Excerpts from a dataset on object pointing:
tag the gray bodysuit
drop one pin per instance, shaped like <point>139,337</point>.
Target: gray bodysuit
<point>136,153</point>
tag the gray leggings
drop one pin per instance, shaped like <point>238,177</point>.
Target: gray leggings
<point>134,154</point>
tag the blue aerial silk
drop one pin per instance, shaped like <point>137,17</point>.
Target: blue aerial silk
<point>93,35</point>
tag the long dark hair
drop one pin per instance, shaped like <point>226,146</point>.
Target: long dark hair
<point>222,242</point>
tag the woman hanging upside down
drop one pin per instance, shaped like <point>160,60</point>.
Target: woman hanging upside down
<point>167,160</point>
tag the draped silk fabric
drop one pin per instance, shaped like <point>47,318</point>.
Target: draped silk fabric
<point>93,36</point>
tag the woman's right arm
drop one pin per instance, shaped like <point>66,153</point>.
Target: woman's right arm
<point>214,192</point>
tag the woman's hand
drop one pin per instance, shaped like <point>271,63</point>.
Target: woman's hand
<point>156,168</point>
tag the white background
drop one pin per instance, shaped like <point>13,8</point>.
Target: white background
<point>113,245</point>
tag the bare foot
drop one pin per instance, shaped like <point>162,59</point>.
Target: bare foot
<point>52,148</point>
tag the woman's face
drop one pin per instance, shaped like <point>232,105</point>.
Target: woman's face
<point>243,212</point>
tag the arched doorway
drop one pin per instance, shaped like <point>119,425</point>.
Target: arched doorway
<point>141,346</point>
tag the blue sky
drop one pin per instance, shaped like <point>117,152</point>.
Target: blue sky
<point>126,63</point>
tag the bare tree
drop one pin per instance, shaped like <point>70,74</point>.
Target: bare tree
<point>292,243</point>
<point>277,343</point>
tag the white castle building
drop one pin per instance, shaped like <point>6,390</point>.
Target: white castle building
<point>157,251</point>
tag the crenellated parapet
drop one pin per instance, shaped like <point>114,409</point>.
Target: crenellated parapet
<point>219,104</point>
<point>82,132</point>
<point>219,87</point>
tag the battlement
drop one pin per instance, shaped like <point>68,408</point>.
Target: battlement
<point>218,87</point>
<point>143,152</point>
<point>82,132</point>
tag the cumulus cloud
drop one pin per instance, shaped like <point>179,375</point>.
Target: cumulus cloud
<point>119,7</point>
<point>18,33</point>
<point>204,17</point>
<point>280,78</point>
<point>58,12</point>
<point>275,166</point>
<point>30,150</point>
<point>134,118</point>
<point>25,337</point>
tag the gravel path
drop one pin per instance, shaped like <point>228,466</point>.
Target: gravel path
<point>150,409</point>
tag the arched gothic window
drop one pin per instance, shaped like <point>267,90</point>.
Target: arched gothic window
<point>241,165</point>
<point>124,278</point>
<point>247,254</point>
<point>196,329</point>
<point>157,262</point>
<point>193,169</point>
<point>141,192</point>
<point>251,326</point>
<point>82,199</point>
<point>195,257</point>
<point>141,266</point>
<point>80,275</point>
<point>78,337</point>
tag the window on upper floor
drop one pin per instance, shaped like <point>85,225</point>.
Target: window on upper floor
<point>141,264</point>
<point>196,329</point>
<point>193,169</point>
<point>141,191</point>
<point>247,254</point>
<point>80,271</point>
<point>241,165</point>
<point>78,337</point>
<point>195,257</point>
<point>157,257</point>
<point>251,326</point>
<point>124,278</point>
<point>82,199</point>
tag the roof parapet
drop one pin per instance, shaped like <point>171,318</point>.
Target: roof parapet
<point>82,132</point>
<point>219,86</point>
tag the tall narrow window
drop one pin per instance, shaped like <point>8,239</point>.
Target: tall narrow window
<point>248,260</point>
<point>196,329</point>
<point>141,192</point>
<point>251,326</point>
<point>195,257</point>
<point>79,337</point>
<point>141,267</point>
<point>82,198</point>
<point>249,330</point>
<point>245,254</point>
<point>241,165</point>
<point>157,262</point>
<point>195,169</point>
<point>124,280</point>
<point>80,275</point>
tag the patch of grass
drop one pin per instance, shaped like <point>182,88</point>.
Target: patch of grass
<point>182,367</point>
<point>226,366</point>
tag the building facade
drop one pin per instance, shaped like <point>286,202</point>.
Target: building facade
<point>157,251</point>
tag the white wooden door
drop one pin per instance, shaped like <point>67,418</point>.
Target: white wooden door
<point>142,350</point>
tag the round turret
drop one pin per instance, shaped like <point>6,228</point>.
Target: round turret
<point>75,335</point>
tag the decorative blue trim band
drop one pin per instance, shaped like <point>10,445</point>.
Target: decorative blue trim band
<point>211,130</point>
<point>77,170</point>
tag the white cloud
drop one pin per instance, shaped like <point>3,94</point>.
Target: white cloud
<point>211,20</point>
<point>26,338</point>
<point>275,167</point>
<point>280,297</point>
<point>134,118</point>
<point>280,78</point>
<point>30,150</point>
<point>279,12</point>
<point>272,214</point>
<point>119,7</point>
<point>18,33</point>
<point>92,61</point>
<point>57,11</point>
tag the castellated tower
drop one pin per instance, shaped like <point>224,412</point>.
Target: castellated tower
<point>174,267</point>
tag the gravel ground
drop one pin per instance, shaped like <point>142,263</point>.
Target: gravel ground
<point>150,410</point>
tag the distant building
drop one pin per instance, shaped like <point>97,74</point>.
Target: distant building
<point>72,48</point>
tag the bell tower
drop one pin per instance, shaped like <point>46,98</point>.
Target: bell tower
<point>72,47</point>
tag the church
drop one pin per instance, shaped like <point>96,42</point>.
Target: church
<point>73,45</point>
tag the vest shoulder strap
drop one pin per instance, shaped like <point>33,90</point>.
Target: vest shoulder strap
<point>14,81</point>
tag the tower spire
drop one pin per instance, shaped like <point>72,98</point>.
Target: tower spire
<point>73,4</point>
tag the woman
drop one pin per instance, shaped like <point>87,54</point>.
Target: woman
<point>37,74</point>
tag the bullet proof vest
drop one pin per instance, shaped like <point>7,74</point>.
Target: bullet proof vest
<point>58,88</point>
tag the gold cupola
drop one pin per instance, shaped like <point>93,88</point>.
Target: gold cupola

BRIEF :: Format all of the rows above as a numbered list, omitting any blank lines.

EXERCISE SOLUTION ::
1. tag the gray bodysuit
2. drop one pin per instance, shaped like <point>139,337</point>.
3. Target: gray bodysuit
4. <point>136,153</point>
5. tag the gray leggings
6. drop one pin per instance, shaped like <point>238,177</point>.
7. Target: gray leggings
8. <point>134,154</point>
9. tag the blue aerial silk
10. drop one pin per instance, shaped like <point>137,17</point>.
11. Target: blue aerial silk
12. <point>93,35</point>
13. tag the long dark hair
14. drop one pin per instance, shaped like <point>226,146</point>.
15. Target: long dark hair
16. <point>222,242</point>
17. tag the woman hanging upside down
18. drop one pin per instance, shaped like <point>160,60</point>.
19. Target: woman hanging upside down
20. <point>167,160</point>
21. tag the draped silk fabric
22. drop one pin per instance, shaped like <point>47,318</point>.
23. Target: draped silk fabric
24. <point>93,36</point>
25. tag the woman's right arm
26. drop one pin per instance, shaped like <point>66,153</point>.
27. Target: woman's right arm
28. <point>214,192</point>
29. tag the woman's hand
30. drop one pin per instance, shaped like <point>271,63</point>.
31. Target: woman's hand
32. <point>156,168</point>
33. tag the white background
34. drop one pin per instance, shaped like <point>13,8</point>.
35. Target: white background
36. <point>113,245</point>
37. tag the bare foot
38. drop one pin per instance, shaped like <point>162,59</point>.
39. Target: bare foot
40. <point>52,148</point>
41. tag the woman's face
42. drop one pin per instance, shaped like <point>232,105</point>.
43. Target: woman's face
44. <point>243,212</point>
45. tag the arched doorway
46. drop one pin per instance, shaped like <point>119,425</point>.
47. Target: arched doorway
48. <point>141,346</point>
49. tag the blue sky
50. drop one pin per instance, shaped like <point>117,152</point>.
51. Target: blue sky
52. <point>126,63</point>
53. tag the bare tree
54. drop one pin per instance, shaped like <point>70,74</point>.
55. Target: bare tree
56. <point>292,243</point>
57. <point>277,343</point>
58. tag the white castle building
59. drop one pin per instance, shaped like <point>6,390</point>.
60. Target: white castle building
61. <point>157,251</point>
62. tag the crenellated parapet
63. drop one pin per instance, shaped like <point>114,409</point>.
64. Target: crenellated parapet
65. <point>219,104</point>
66. <point>82,132</point>
67. <point>219,87</point>
68. tag the battlement
69. drop one pin per instance, shaped like <point>68,408</point>.
70. Target: battlement
71. <point>218,87</point>
72. <point>143,152</point>
73. <point>82,132</point>
74. tag the cumulus cloud
75. drop one pin per instance, shaped like <point>179,375</point>.
76. Target: cumulus cloud
77. <point>119,7</point>
78. <point>18,33</point>
79. <point>204,17</point>
80. <point>280,78</point>
81. <point>58,12</point>
82. <point>275,166</point>
83. <point>30,150</point>
84. <point>134,118</point>
85. <point>25,337</point>
86. tag the gravel path
87. drop one pin per instance, shaped like <point>228,466</point>.
88. Target: gravel path
89. <point>150,409</point>
90. tag the arched gothic window
91. drop one pin per instance, shaped like <point>267,90</point>.
92. Target: arched gothic window
93. <point>241,165</point>
94. <point>124,278</point>
95. <point>247,254</point>
96. <point>196,329</point>
97. <point>157,262</point>
98. <point>193,169</point>
99. <point>141,192</point>
100. <point>251,326</point>
101. <point>82,199</point>
102. <point>195,257</point>
103. <point>141,266</point>
104. <point>80,275</point>
105. <point>78,337</point>
106. tag the window on upper floor
107. drop one pin per instance, shaped like <point>85,225</point>.
108. Target: window on upper floor
109. <point>141,264</point>
110. <point>196,329</point>
111. <point>193,169</point>
112. <point>141,191</point>
113. <point>247,254</point>
114. <point>80,271</point>
115. <point>241,165</point>
116. <point>78,337</point>
117. <point>195,257</point>
118. <point>157,257</point>
119. <point>251,326</point>
120. <point>124,278</point>
121. <point>82,199</point>
122. tag the roof parapet
123. drop one pin per instance, shaped like <point>171,318</point>.
124. Target: roof parapet
125. <point>82,132</point>
126. <point>219,86</point>
127. tag the tall narrow window
128. drop one pin per instance, shaped like <point>8,239</point>.
129. Target: tall narrow window
130. <point>248,260</point>
131. <point>196,329</point>
132. <point>141,192</point>
133. <point>251,326</point>
134. <point>195,257</point>
135. <point>79,337</point>
136. <point>141,267</point>
137. <point>82,198</point>
138. <point>249,330</point>
139. <point>245,254</point>
140. <point>241,165</point>
141. <point>157,262</point>
142. <point>195,169</point>
143. <point>124,280</point>
144. <point>80,275</point>
145. tag the patch of grass
146. drop one pin per instance, shaped like <point>182,88</point>.
147. Target: patch of grass
148. <point>182,367</point>
149. <point>226,366</point>
150. tag the building facade
151. drop one pin per instance, shaped like <point>286,202</point>.
152. Target: building facade
153. <point>157,251</point>
154. tag the white wooden door
155. drop one pin per instance, shaped like <point>67,418</point>.
156. Target: white wooden door
157. <point>142,350</point>
158. tag the round turret
159. drop one pin per instance, shaped like <point>6,228</point>.
160. Target: round turret
161. <point>75,335</point>
162. tag the decorative blue trim band
163. drop one pin per instance, shaped like <point>10,445</point>.
164. Target: decorative blue trim band
165. <point>211,130</point>
166. <point>77,170</point>
167. tag the white cloud
168. drop one pin per instance, shaped like <point>3,94</point>.
169. Target: white cloud
170. <point>211,20</point>
171. <point>26,338</point>
172. <point>275,167</point>
173. <point>280,297</point>
174. <point>134,118</point>
175. <point>280,78</point>
176. <point>30,150</point>
177. <point>279,12</point>
178. <point>272,214</point>
179. <point>119,7</point>
180. <point>18,33</point>
181. <point>92,61</point>
182. <point>57,11</point>
183. tag the castellated tower
184. drop one pin per instance, shaped like <point>224,412</point>.
185. Target: castellated tower
186. <point>174,267</point>
187. tag the gravel ground
188. drop one pin per instance, shaped like <point>142,263</point>.
189. Target: gravel ground
190. <point>150,410</point>
191. tag the distant building
192. drop one pin per instance, shaped like <point>97,74</point>.
193. Target: distant building
194. <point>72,48</point>
195. tag the bell tower
196. drop one pin per instance, shaped like <point>46,98</point>.
197. Target: bell tower
198. <point>72,47</point>
199. tag the church
200. drop one pin per instance, shaped like <point>96,42</point>.
201. Target: church
202. <point>73,45</point>
203. tag the vest shoulder strap
204. drop one pin per instance, shaped like <point>33,90</point>.
205. Target: vest shoulder strap
206. <point>14,81</point>
207. tag the tower spire
208. drop one pin per instance, shaped like <point>72,98</point>.
209. Target: tower spire
210. <point>73,4</point>
211. tag the woman
212. drop one pin per instance, shaped like <point>87,54</point>.
213. Target: woman
214. <point>37,74</point>
215. tag the bullet proof vest
216. drop one pin per instance, shaped like <point>7,74</point>.
217. Target: bullet proof vest
218. <point>58,88</point>
219. tag the gold cupola
220. drop one pin per instance, shaped like <point>93,88</point>.
221. Target: gold cupola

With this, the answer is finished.